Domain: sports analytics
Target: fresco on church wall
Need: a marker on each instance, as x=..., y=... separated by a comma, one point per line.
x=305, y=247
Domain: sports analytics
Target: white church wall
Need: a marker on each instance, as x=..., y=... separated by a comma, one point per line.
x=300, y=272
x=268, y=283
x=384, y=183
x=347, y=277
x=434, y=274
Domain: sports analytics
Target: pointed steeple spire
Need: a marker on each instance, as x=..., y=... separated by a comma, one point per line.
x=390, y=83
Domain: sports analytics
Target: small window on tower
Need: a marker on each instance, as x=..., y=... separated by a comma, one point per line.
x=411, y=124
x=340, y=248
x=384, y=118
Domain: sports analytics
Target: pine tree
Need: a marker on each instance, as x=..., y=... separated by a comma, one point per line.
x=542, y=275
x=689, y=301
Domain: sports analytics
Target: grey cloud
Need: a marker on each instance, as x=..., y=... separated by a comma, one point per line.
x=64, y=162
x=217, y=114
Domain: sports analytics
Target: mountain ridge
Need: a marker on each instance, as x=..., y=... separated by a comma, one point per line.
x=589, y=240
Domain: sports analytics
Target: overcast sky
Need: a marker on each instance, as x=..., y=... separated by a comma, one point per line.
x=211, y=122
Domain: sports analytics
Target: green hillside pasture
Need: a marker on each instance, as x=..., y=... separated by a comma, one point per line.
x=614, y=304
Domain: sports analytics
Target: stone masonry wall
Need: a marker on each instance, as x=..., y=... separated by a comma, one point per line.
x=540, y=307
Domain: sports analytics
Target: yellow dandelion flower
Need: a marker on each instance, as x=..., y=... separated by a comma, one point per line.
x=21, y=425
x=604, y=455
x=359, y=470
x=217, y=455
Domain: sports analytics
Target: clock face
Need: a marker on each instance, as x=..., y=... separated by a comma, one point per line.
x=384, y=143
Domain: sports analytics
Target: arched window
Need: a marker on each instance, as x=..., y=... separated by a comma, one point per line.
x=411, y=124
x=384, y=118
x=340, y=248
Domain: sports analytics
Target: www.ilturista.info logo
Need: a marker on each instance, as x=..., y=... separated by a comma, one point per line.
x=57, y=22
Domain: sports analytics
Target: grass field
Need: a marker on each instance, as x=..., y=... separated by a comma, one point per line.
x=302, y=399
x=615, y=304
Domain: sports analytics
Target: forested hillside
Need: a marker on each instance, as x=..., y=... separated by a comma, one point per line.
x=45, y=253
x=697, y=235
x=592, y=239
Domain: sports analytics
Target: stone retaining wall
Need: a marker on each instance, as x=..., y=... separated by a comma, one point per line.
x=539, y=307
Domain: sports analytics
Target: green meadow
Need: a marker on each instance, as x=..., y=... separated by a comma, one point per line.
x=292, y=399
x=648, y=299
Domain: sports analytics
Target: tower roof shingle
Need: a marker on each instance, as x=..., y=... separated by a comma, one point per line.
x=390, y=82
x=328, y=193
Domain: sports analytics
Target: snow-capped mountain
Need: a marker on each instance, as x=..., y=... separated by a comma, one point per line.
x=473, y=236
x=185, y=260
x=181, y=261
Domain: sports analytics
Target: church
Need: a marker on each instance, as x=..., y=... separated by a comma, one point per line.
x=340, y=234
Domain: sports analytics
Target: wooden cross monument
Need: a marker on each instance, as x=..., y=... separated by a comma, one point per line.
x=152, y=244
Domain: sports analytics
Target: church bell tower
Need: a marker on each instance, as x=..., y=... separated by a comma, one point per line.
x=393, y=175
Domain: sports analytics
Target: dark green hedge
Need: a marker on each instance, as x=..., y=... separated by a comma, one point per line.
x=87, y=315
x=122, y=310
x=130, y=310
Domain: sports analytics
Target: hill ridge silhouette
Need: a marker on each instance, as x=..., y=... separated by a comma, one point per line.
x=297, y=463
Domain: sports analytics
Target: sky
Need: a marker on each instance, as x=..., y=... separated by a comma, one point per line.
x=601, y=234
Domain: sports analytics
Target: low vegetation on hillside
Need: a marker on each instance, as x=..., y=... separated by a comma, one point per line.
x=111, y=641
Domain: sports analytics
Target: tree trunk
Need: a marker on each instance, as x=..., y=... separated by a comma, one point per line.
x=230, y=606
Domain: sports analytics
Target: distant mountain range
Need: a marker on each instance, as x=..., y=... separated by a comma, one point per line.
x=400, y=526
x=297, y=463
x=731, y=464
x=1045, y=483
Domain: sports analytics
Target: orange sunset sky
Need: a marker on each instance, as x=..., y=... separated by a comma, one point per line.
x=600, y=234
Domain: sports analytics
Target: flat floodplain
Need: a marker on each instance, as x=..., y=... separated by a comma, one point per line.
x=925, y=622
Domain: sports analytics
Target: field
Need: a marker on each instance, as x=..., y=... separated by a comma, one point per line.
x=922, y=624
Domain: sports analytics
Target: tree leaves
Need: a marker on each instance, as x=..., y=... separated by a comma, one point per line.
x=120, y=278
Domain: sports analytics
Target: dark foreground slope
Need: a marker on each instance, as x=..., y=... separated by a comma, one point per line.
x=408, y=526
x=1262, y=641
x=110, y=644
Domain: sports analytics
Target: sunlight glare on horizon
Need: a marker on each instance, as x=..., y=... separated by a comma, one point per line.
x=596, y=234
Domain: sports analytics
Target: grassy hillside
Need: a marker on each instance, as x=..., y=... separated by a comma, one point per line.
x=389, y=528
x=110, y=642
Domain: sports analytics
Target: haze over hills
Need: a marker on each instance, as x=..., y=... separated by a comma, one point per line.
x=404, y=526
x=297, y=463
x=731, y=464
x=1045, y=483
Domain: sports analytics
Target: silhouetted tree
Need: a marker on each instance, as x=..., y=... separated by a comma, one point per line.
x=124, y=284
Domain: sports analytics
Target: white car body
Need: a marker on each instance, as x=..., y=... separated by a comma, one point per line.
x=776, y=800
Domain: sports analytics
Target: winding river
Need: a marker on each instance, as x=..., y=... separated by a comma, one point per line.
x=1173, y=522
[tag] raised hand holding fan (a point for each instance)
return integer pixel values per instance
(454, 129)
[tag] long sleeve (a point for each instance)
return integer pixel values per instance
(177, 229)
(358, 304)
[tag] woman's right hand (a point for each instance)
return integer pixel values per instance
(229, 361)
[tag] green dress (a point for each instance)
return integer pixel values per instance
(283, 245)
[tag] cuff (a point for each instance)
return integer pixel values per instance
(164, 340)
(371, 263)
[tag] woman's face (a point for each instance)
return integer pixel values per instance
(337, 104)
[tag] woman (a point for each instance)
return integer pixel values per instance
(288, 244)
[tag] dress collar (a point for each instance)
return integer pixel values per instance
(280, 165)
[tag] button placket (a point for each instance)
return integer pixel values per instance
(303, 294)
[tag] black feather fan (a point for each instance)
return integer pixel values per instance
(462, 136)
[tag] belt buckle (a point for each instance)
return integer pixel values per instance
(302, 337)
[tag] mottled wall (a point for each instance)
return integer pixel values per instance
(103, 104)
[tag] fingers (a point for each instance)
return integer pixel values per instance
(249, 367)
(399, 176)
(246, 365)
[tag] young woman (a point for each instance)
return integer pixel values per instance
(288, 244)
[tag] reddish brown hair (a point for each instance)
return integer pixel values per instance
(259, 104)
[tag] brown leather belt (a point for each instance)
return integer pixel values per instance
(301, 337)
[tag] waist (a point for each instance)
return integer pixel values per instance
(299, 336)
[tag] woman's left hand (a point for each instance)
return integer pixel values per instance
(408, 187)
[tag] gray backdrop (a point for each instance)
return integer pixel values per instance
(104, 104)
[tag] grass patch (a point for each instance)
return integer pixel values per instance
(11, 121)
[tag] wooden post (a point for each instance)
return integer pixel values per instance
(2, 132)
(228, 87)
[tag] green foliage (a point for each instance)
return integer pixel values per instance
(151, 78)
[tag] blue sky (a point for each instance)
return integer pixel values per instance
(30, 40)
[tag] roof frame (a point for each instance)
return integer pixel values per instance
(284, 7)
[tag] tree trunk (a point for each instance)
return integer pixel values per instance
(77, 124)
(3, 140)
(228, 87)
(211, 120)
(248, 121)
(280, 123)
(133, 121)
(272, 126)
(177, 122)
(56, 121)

-*-*-

PROBLEMA BREVE -
Dispón como lista numerada las líneas que van desde el comienzo hasta la que contiene "x=390, y=83", ambas incluidas, y omite las líneas en blanco.

SOLUCIÓN ESCRITA -
1. Domain: sports analytics
2. Target: fresco on church wall
3. Need: a marker on each instance, as x=..., y=... separated by a comma, one point per line.
4. x=305, y=247
5. Domain: sports analytics
6. Target: white church wall
7. Need: a marker on each instance, as x=..., y=... separated by a comma, one point per line.
8. x=300, y=272
9. x=268, y=283
10. x=384, y=183
11. x=347, y=277
12. x=434, y=274
13. Domain: sports analytics
14. Target: pointed steeple spire
15. Need: a marker on each instance, as x=..., y=... separated by a comma, one point per line.
16. x=390, y=83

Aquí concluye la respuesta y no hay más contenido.